Smart kids are supposed to get stuff.  School’s not supposed to be hard for smart kids.

Literally the first thing I said to these kids when they walked into my room on the first day of school was “Welcome to high school.”  I’m walking a fine line here; I’m trying to push them as far and as fast as I can without breaking any of them, and it’s an interesting and delicate dance to be involved in.  I’m thinking about this because I graded a mid-chapter quiz today, and I’m trying to figure out what to do with the kids who didn’t do well– some of them are clearly smart kids (remember, I’ve had everyone in this group before except for about three of them) who are so unused to having to ask questions in class that I think they’re actually ashamed to have to do so.  I gotta work on that.  By and large, considering the volume of stuff I threw at them in the last three weeks, they did well.  It’s just the handful that didn’t that I need to figure out how to handle.

Getting a new student on Monday.  I can pronounce neither of her names, and I only know she’s a she because I looked her up. My wild-ass guess is that she’s Kenyan.  This should be interesting.  (Kenyans speak, what, English and Swahili?  With maybe French as a distant third?  Hopefully there’s not a language issue.)


So, yeah.  Smart kids.  Then there’s whatever is going on in that picture there, which I took in my classroom on Friday after a student volunteered to do that problem on the board.  Now, this is my special ed group– don’t get me wrong, I’m not in any way trying to make fun of this kid, just to give you an idea of the range of abilities I see throughout the day, because after this kid leaves my room I get the Algebra kids, a group that contains a kid who got a perfect score on his math ISTEP last year.  I was trying to demonstrate the various algebraic principles; the problem on the other side of the one on the board is 4x(6×5) and the idea is that they’re supposed to notice that both equal 120 regardless of where the parentheses are.  Note that this does not represent multiple attempts to solve the problem.  He did the green part first, where rather than multiplying four by six (or adding it six times, which would have been fine) he raised four to the fourth power.  Then he switched to a blue marker, getting into an argument over whether it was “his” marker in the process, added six to itself four times and got 24.  What caused him to privilege the 24 over the 32, I’m not sure, although this kid is prone to giving me multiple choice answers on assignments– he’ll literally write “3 or 30 or 4 or 17” next to a problem.  The blue squiggle next to the 2 under the actual problem is supposed to be a 4; there are also huge handwriting issues.

Then he switched to a red marker and tried to multiply 24 by 5.  Note that he’s first tried to add it, but only four times, and that the presence of a tens digit has utterly confounded him– he’s added the two pairs of fours to get two eights, then added those and gotten six instead of sixteen.  This isn’t forgetting to add a digit; I was standing behind him watching this performance and he actually said “four plus four is six” while he was writing.  He then turned around and told me that the answer was six, at which point I took this picture, erased the whole mess, and walked through everything with him.

▸ Problem set:
#1 Answer these questions from the classroom account:
(a) What was the first thing the teacher said to the students on the first day of school?
(b) What problem was on the other side of the one on the board?
(c) What did the student say aloud while writing during the attempt to multiply 24 by 5?
#2 Continue the classroom account, starting after its last sentence.
The rows that come next are separate material, unrelated to the classroom account.

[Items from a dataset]
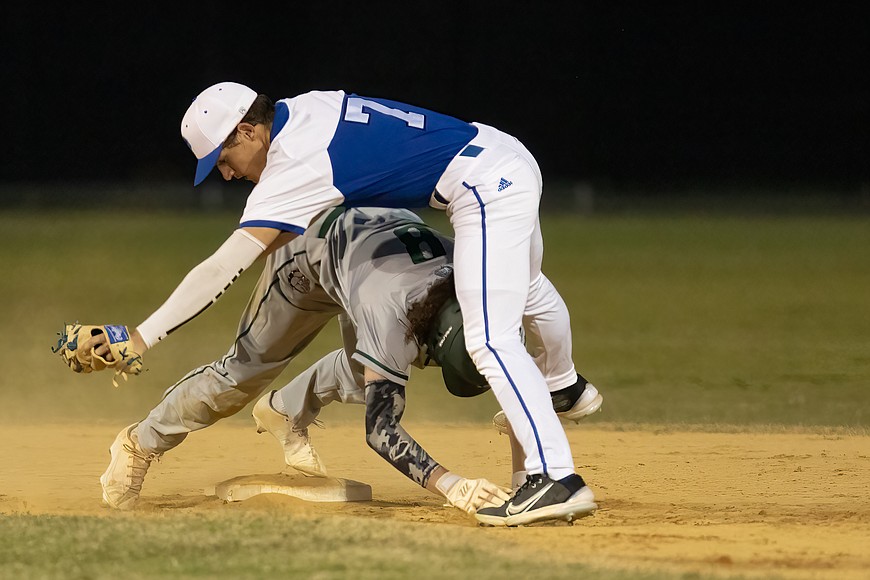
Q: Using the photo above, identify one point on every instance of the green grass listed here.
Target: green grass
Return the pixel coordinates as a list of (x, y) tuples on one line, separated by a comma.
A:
[(680, 319), (258, 545), (677, 319)]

▸ Solved problems:
#1
(a) "Welcome to high school."
(b) 4x(6×5)
(c) "four plus four is six"

#2
I do this often, by the way– letting a kid dig himself into a hole can frequently be useful because it gives me insight into how they handle mathematics.  Unfortunately, for the second time this year, I’m looking at this and getting the “holy shit, I can’t fix this” vibe that I get from writing sometimes.  The kid can’t handle basic multiplication on his own, and even with other adults in the room I can’t get around to them often enough to help him with everything he needs help with.  Luckily, he has involved parents; I can’t imagine what he’d be like otherwise, as this is what he is like with help at home.

I’ll figure it out– I’ll figure him out, I always do– but Christ, do I have a headache right now.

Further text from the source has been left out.